Start of Given passage
I think a robot just swept out the em dash from under me. Said my lab manager, “I liked em dashes long before LLMs, but unfortunately, it’s now iconic of GPT, so I’d beware of using them.” I deleted them promptly from my project. 

The em dash has fallen out of favor this past year, flagged by bloggers and teachers as a telltale sign of AI-authorship. It’s widely argued that generative AI is thwarting creativity, but it’s doing so in a more insidious manner than one may first think. Not only does it give students a cop-out to developing their own style of prose, but it’s established its own voice, and when it speaks, it threatens the voices of others: it scares the honest writer into submission.
End of Given passage
Start of Data provided
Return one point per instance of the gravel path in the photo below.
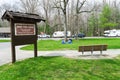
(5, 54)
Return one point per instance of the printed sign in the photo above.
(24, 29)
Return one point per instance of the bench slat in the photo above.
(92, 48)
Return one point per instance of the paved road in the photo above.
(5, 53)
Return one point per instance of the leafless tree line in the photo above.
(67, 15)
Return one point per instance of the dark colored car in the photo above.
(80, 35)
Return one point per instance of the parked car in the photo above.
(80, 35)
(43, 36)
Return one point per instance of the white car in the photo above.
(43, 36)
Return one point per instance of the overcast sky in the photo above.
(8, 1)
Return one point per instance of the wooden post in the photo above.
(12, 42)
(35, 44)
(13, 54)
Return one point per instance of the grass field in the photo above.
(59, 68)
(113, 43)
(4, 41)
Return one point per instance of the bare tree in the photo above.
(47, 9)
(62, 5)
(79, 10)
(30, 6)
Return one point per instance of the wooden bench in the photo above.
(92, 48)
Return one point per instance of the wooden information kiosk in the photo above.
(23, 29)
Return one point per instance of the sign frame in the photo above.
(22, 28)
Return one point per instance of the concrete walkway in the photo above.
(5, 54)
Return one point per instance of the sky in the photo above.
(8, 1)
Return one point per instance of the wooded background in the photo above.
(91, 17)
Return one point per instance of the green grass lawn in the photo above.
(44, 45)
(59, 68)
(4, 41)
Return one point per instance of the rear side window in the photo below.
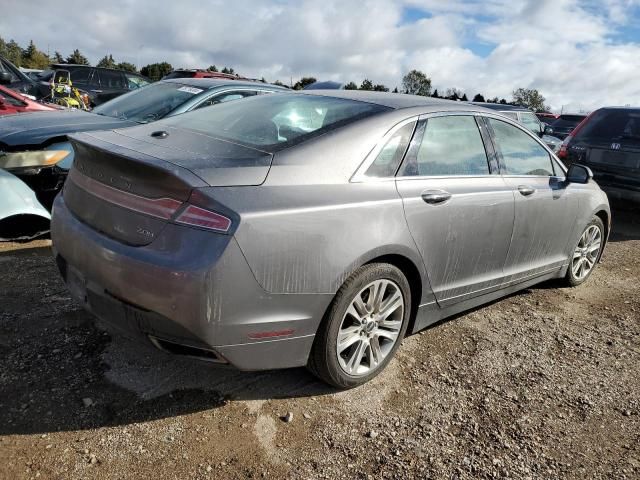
End of Data provided
Start of Data provided
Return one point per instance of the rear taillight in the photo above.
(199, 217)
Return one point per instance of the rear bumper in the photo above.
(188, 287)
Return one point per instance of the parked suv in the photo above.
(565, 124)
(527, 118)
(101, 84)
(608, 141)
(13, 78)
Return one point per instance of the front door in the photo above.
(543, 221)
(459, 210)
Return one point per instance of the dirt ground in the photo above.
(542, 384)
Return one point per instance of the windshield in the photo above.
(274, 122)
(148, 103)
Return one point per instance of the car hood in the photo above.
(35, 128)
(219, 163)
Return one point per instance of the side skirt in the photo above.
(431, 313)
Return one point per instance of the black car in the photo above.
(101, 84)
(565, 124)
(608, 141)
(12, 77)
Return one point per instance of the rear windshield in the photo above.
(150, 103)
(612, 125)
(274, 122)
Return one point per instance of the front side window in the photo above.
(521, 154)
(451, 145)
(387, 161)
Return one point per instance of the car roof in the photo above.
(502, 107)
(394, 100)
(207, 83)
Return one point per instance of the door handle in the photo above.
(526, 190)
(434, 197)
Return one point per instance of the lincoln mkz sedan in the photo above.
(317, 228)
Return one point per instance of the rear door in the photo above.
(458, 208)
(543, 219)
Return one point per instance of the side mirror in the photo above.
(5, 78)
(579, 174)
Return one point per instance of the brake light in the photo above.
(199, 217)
End of Data provided
(Exercise objective):
Copy out the stretch from "I think a robot" through "writer into submission." in the passage on the em dash, replacing "lab manager" with "research supervisor".

(Answer to the exercise):
I think a robot just swept out the em dash from under me. Said my research supervisor, “I liked em dashes long before LLMs, but unfortunately, it’s now iconic of GPT, so I’d beware of using them.” I deleted them promptly from my project. 

The em dash has fallen out of favor this past year, flagged by bloggers and teachers as a telltale sign of AI-authorship. It’s widely argued that generative AI is thwarting creativity, but it’s doing so in a more insidious manner than one may first think. Not only does it give students a cop-out to developing their own style of prose, but it’s established its own voice, and when it speaks, it threatens the voices of others: it scares the honest writer into submission.